What to produce:
Find where "Camera-trap tally: mark every instance of the rock cliff" appears in the records below, then return that line and every later line exactly, stopping only at the last line.

Supplied material:
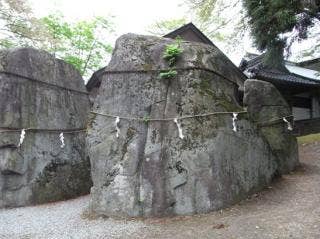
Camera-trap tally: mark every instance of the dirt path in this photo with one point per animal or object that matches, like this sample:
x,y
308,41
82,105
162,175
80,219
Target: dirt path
x,y
290,208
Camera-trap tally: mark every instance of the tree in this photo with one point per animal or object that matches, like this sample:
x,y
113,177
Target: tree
x,y
82,43
271,20
274,24
163,27
18,26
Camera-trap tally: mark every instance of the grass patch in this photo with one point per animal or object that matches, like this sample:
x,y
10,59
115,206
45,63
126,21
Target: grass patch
x,y
308,138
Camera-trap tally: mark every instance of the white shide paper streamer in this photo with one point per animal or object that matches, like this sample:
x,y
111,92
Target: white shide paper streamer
x,y
234,118
181,136
22,136
117,126
288,123
61,140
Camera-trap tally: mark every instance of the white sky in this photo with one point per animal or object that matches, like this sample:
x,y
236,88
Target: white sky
x,y
130,16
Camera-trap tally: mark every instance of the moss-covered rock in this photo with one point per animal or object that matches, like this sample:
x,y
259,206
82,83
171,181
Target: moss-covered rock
x,y
40,170
151,171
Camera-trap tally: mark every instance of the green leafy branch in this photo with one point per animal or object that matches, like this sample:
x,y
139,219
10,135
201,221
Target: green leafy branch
x,y
171,54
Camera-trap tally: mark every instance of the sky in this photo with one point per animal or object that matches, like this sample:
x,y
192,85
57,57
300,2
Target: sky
x,y
129,16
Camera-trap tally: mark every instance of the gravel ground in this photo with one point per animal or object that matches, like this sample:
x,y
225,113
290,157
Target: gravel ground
x,y
62,220
288,209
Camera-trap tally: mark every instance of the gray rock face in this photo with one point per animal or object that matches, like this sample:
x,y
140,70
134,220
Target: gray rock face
x,y
40,170
267,107
149,170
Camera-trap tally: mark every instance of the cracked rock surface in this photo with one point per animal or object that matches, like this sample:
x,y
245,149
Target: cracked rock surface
x,y
149,170
40,170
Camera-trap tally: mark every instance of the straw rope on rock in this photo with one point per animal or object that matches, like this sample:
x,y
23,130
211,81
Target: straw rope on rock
x,y
173,167
39,92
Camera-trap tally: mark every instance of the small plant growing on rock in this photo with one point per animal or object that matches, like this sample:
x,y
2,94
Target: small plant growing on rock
x,y
168,74
171,53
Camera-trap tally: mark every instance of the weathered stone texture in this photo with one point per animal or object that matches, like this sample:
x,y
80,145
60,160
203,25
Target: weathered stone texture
x,y
148,170
41,171
265,104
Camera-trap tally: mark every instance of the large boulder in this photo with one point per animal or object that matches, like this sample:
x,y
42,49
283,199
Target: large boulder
x,y
269,110
41,92
148,170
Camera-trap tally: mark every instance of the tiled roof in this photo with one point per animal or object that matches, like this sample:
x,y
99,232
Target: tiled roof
x,y
254,69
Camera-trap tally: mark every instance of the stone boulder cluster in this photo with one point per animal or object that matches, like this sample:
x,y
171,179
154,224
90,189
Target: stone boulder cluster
x,y
199,140
47,95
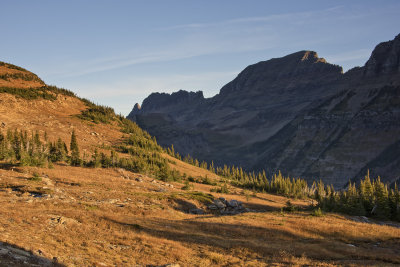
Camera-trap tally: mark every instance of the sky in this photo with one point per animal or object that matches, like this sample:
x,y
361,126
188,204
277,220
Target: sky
x,y
116,53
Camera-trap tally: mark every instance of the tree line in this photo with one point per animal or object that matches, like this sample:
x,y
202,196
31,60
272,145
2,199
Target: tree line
x,y
371,197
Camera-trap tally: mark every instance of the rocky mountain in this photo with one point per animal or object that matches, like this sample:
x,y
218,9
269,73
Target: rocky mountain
x,y
298,114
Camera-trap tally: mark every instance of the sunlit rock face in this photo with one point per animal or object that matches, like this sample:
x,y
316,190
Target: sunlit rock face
x,y
298,114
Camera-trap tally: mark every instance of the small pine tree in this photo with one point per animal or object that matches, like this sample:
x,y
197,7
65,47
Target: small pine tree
x,y
75,155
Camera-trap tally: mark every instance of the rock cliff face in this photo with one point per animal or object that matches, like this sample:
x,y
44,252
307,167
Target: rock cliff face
x,y
298,114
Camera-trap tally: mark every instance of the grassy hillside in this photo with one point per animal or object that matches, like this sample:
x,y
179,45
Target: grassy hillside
x,y
128,202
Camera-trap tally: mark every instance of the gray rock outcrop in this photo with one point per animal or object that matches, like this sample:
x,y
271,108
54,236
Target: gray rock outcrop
x,y
297,114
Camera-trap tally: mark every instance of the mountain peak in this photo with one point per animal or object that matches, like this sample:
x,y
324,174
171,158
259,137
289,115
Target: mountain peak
x,y
312,56
385,58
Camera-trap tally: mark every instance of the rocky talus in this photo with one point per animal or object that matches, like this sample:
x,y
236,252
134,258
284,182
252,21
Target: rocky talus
x,y
298,114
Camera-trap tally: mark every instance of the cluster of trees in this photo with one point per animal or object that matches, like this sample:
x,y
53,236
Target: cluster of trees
x,y
278,184
369,198
19,147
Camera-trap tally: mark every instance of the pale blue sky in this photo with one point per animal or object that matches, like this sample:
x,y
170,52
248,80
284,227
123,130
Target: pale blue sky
x,y
117,52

Exercise response:
Camera-trap tally: mark every instance of the rock cliff face in this photo with one point per animal or object that matches, like this sample:
x,y
44,252
307,167
Target: rock cliff face
x,y
298,114
Camera-trap tally: mark every instance of the grassy hillside in this photo with one point per animal or object that matches, like this sample:
x,y
179,45
Target: grassy hillside
x,y
128,202
Camera-trap tally: mark every instance of the gray rock outcrop in this photo with one point per animal or object that matches, like this sample:
x,y
271,108
54,236
Target: gray rock outcrop
x,y
297,114
Camera-trap tally: mark every instance of the mountain peak in this photo with one point per animal or object that matches, like this sample:
x,y
324,174
171,158
259,137
289,115
Target: mountain peak
x,y
312,56
385,58
Camera-trap tally: mark every instance of the rocky talus in this photo with one point per animal or object that matches, like this sample:
x,y
236,252
134,258
284,182
252,21
Target: rocky talus
x,y
298,114
Camera-trap tally: mark every instance of the cluster of trees in this photo with one point per animal or object that matches, like this sample:
x,y
53,236
Target: cluster of trees
x,y
278,184
369,198
19,147
Camera-trap tally: mark every instance of the pale blue sky in this photo with one point per animal or object that matches, like this sample:
x,y
170,52
248,80
284,227
123,130
Target: pale blue sky
x,y
117,52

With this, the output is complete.